**Problem set**
a - Can you condense the paragraph in the Problematic column that begins "It's almost mid year" into two or three sentences while keeping its main points?
b - Could you carry on the Problematic column from its final sentence?

**Text extract**
━━━

#Problematic: Cheap Pedicures, Dad Bods & Sugar-Bombing Adam Levine

It’s almost mid year, and you know what that means? This is the moment we all shine. Half of a year is pretty much extinguished, you are aging, the cat isn’t a kitten anymore, and you’re going to make the most of this earthly space ride. Meaning: you finally start practicing your New Years resolutions. That crumpled list—some old cocaine still crusted to the page, created in a  moment of bravado when you and your girlfriends got home from a New Year’s Eve party and drunkenly shouted affirmations as the sun came up, and one bitch with penmanship still left in her shakily wrote it all down, and set it aside for the cat to bat into your lap a few days later—that list will come alive, bless it.

It’s the kind of life embrace that makes federal judges reference “Friends” in final decisions, grown women ruin perfectly good Range Rovers with the autograph, “Mrs. Brown,” (yes, as in Chris Brown), and reality stars finally put their money where their lips are (you all know I’ve been waiting for a Kylie lip reveal for literally like three weeks). Pope Francis and the Catholic church are forgiving our sins of abortion, you guys! I’d be willing to put money down that ol’ Francis put “let women off the hook” on his New Year’s list, grumpily put it off while trying to stay warm in that late winter Vatican draft, only to wake up on May 1st, breathe in the Bacchanal, and say, “it’s time.” (I’ll abstain from the obvious rant about where the Catholic church can put its forgiveness, and just say, “Gee thanks, mister!” Because, positive vibes.) So what else has the early summer given us to chew on?

━━━

**Raw data**
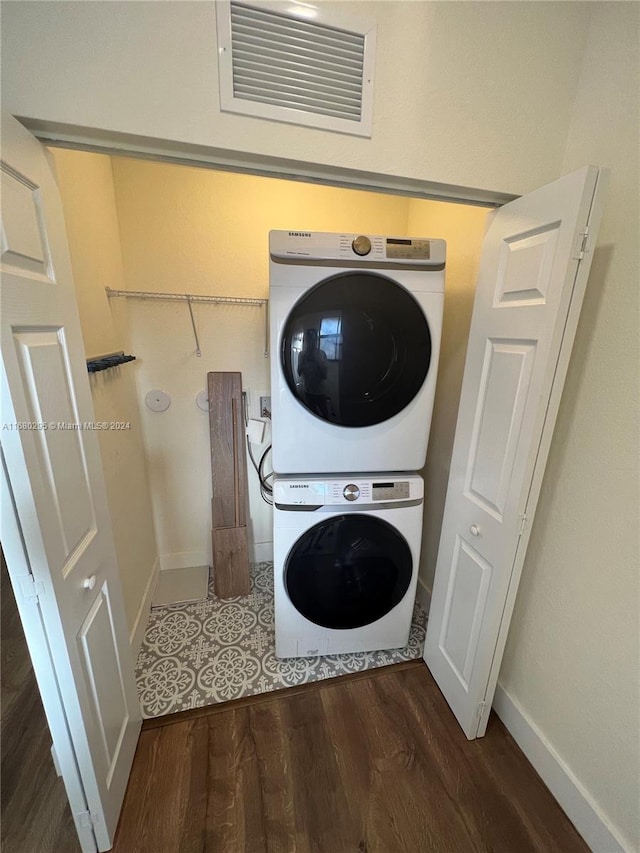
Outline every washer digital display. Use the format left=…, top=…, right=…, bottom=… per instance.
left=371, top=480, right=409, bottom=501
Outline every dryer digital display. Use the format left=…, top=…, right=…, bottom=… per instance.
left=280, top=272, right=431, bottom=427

━━━

**Per-task answers**
a - With half the year gone, you're aging and the cat is no longer a kitten, so it's time to finally act on your New Year's resolutions. That crumpled, cocaine-crusted list, written at sunrise after a New Year's Eve party by the one friend who could still hold a pen and later batted into your lap by the cat, is about to come alive.

b -
1. Your Manicure Is What’s Wrong With This Country

I was casually watching “The Real Housewives of New York City” at the gym recently (because it’s okay as long as it’s just background noise, or that is what I tell myself). Two of the monied women meet for a very staged pedicure date. They go to a Madison Avenue nail salon. It is relatively nice. Everything is pink, and the Asian women who work there have uniforms, which if you go to nail salons, you know this is rare. They giggle while the two white women hit every talking point that Bravo producers have given them, which range from who of their group is “spicy” and what kind of men they’re looking for. There are rose petals in their pedicure bowls. The whole time you’re watching this you can’t help but think how fucked up it is. Nail salons and their excruciating class and culture dynamics have been a thing both sides of the interaction have quietly accepted for a long time. But seeing it causally exploited on a bombastic, superficial television show, without regard or reference, made it very clear just how dismissive we’ve become of a real problem. I continued running and flipped over to the much more acceptable, less fake “Kardashians” instead.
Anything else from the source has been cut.